## EXTRACTED TEXT
* Start *

Of course this is depressing and cultural decline in the West is a real phenomenon.  I have argued before in this blog that this decline has much to do with the Eighteenth Century Enlightenment, with its attempts to universalise, deny the local and the traditional and move from the Incarnation to Deism or even atheism.

Nietzsche of course recognised the decadence of the West and produced a powerful critique in his writings.  He knew that the attempt to explain all by science was a mistake and thought his emphasis on the aesthetic and the subjective Ubermensch was the answer.  I think he was wrong in the way he laid the blame for Western decadence at the door of Christianity.  The self-loathing of political correctness today has its roots in the decadence Nietzsche perceived, but it is not an evolution of Christianity; rather it is a falling away from Christianity.  Christ did not teach us there was no Judgment, only that we were not the judges.  Remove God and we are left with a society with no values (something Nietzsche came to embrace of course).

More perceptive than Nietzsche in his definition of this Western decay was Charles Baudelaire, that old sinner.  As much as that son of a Lutheran minister Friedrich Nietzsche probably never committed a significant carnal sin in his life, Baudelaire in his seedy, garret existence perceived the Divine still through the murk generated by Western liberal dogma.  Rather like the woman washing Christ’s feet grasping the nature of grace better than Simon the Pharisee, so Baudelaire saw that it was a falling away from religion, not religion that brought about decay.

Baudelaire wrote of the liberal French writer, George Sand:

“Consider George Sand.  She is, first and last, a prodigious blockhead, but she is possessed.  It is the Devil who has persuaded her to trust in her good-nature and common-sense, that she must persuade all other prodigious blockheads to trust in their good-nature and common-sense.”

The blogger considers this to be a devastating definition and categorisation of the liberal do-gooder.  Baudelaire saw that these liberals, with their non-judgemental and modern outlook were falling away from Western culture with its concept of sin and redemption.  You cannot have the redemption without the sin.

So the argument of this blog is that what repulsed Nietzsche was not Christianity, but a partial picture of Christian values – it was liberalism, spawned by the least traditionalist and most secularist aspects of Enlightenment thinking.  The decent and intelligent man attracted to Pantheism should not reject Christianity because liberalism casts pearls before swine.  He should first know exactly what it is he is rejecting!  He is not rejecting liberalism, he is rejecting what G K Chesterton called “The intolerant Truth”, which is “full of grace and truth.”

* End *

## PROBLEMS TO SOLVE
a. Answer these from the essay on Nietzsche, Baudelaire and Western decline:
(i) Which century's Enlightenment does the author link to cultural decline in the West?
(ii) Which writer does Baudelaire call "a prodigious blockhead"?
(iii) Who is credited with the phrase "The intolerant Truth"?
b. Extend the essay on Nietzsche, Baudelaire and Western decline with a further paragraph that follows on from its final sentence.

## DATASET EXCERPT

* Start *

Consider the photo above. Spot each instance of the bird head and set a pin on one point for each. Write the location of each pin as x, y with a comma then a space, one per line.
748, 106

* End *

## RESPONSES
a.
(i) The Eighteenth Century
(ii) George Sand
(iii) G K Chesterton

b.
Pantheism does indeed identify something very powerful in Nature and the Pantheist is right to feel awe and perceive something revealed of the divine in Nature, just as Job in his revelation saw God in Nature.  Job however could tell the difference between the Creator and the creature.  The Pantheist has the two confused.  The Pantheist sometimes caricatures the Christian as Manichean or Gnostic, but the Church always regarded the hatred of the material world as heresy.  Baudelaire pointed out:

“The mystery of Paganism.  Mysticism:  the common feature of Paganism and Christianity.”

This may seem arcane, but it is surely profound, and the blogger may not have fully understood Baudelaire’s meaning, but no discussion of Christianity can be complete without reference to the Incarnation and is not the Incarnation nothing less than the Divine coming into its creation and thereby sanctifying and redeeming it?  So both pagans and Christians see the mystery in the world around us.

If creation is imperfect but beautiful, the Incarnation can make it perfect.  We must turn to a far more saintly character than Baudelaire to complete this blog – G K Chesterton.  The Roman Catholic Church is currently investigating whether this rotund Englishman of wit and letters was actually a saint. 

Chesterton demonstrates in his work, the Everlasting Man that Paganism can only eventually lead to depravity as evidenced by Roman decline into the Circus and perverted emperors.  This is of course a reiteration of the first chapter of Saint Paul’s Letter to the Romans.  In another work, Chesterton defined the problem of paganism in his book on Saint Francis of Assisi:

“What was the matter with the whole heathen civilization was that there was nothing for the mass of men in the way of mysticism, except that concerned with the mystery of the nameless forces of nature, such as sex and growth and death.  Thus, the effect of treating sex as the only one innocent natural thing was that every other innocent natural thing became soaked and sodden with sex.”

Thus the decline of the classical world.  And thus also the need for a redemption from Nature worship.  That redemption came through the Divine entering its own creation – Nature - from the outside.

Acknowledging the specific nature of Christ’s incarnation has important practical implications for today however, because if we take the Incarnation completely seriously, we realise that the Universal has become local, the general, specific and the Divine, individual.  Thus local tradition and custom in religion become sanctified because they are specific to a certain people.  If redemption is achieved by God becoming a real, physical person in a particular place and time in history, so the way we worship and reach out to the universal, which is sublime, must be practised in a customary and traditional way. 

We meet the Universal Divine here in this world, in our places of worship with words handed down to us from previous generations.  As T S Eliot put it in the Four Quartets:

“Here, the intersection of the timeless moment
Is England and nowhere.  Forever and always.”

The Book of Common Prayer helps us to reach the sublime because of the beauty of its language and because it is English tradition.  New and transitory language is a step away from the Incarnation and towards Deism.  It will refer to the Incarnation in words, but the underlying assumption is that the words should be detached from local context and tradition, they should be “modernised” – this is a major intellectual concession to Deism I believe.

And so the belief or rather faith in the Incarnation achieves what both Pantheism and Deism fail to do:  it brings us into touch with the Divine where we are now in both our personal lives and in our own culture and traditions.  Only the Incarnation can redeem us.